▶ _What you are asked to do_
Rewrite all the rows below with their requests, shifting each point coordinate in the answers by adding 102 to every number. Omit the pictures from your answer.

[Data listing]
------------------------------
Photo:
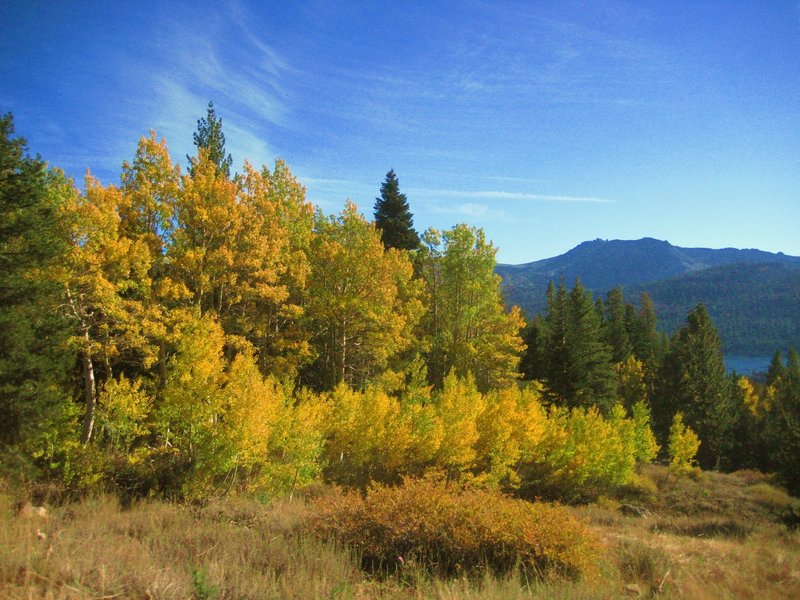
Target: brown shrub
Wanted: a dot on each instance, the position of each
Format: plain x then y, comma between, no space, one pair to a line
451,530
------------------------------
▶ _Task result_
Photo:
Target: brown shrub
Wanted: a dot on each instance, the position of each
Format: plain x then y, comma between, no space, one pair to a line
553,632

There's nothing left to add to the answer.